**Assignment A:**
Answer these questions about the post on LLM spam classification:
(i) On which GPU did the LLM run?
(ii) How much of the email set did the LLM classify in an hour?
(iii) Which new Llama models did Meta recently release?
**Assignment B:**
Can you turn the paragraph beginning "I was genuinely surprised" in the post on LLM spam classification into a short list that keeps its main points?
**Assignment C:**
Write the next part of the post on LLM spam classification, starting after its last sentence.

**Passage shown:**
I was genuinely surprised. There are a lot of things that need to align for this to work. The LLM needs to understand the desired task. It needs to understand what is meant by “spam.” I would be a loss to come up with a good definition for spam if I had to define it. It needs to respect the restriction on the output. And lastly, it needs a way to evaluate its own confidence and fall back to the “unsure” prediction if its not.

In terms of computationally efficiency, it was a disaster. While the logistic regression model can train on and classify the emails on a single CPU in less than an hour, it took an hour to classify 1/5 of the emails with the LLM running on an Nvidia GeForce 4060 Ti GPU. Now, there is a lot of room for optimization in my implementation. For example, I am using the ollama server and a Python client that does the prompting via REST. There is overhead to the REST calls. Regardless of those details, however, the logistic regression model only needs to compute a single dot product between two vectors of ~100k values per email, while the LLM needs to evaluate perform arithmetic on 3-billion parameters.

Approaches for Improvements

There are a few ways to improve the accuracy of the LLM classifier:

Use a model with more parameters. There are larger ~70 and ~405 billion parameter versions of the Llama models.
Use a newer model. Meta recently released the Llama 4 Scout and Maverick models.
Try a different line of models. There are plenty of other open-weight models to try such as Google’s Gemma and Qwen.
Few-shot prompting: Provide instances of spam and ham emails in the prompt. Examples and advice from the Prompt Engineering Guide and documentation from ApX are worth checking out.
Fine tuning: Perform additional training on one of the open-weight models to specialize it for the spam classification task. Smaller fine-tuned models can outperform larger, untuned models on specialized task, providing for a reduction in compute resources as well as an increase in accuracy.

Stored data
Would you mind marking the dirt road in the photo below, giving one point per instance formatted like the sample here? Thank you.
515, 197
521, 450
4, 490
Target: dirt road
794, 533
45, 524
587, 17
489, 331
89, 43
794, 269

**Exercise answer A:**
(i) An Nvidia GeForce 4060 Ti.
(ii) One fifth (1/5) of the emails.
(iii) Llama 4 Scout and Maverick.

**Exercise answer B:**
The author was surprised the approach worked, since several things had to align. The LLM needed to:
- understand the desired task;
- understand what "spam" means, a term the author would struggle to define;
- respect the restriction on the output;
- evaluate its own confidence and fall back to the "unsure" prediction when not confident.

**Exercise answer C:**
The first three approaches are generally one-off tasks. Without changing anything else, optimization by model selection can only be applied once. And there are a relatively small number of model lines and sizes to choose from. If it works, great! But if you aren’t able to achieve your desired performance goals, you’re going to need to explore option approaches.

The few-shot prompting approach is a really nice middle ground. Few-shot prompting requires relatively few labeled instances to generate improvements. A human can easily and quickly label the handful of data needed. The approach can be tuned by choosing different instances as examples or the number of examples (up to a point). Unfortunately, due to model context length limitations, it may not be possible to include enough labeled instances for hard problems in the prompt.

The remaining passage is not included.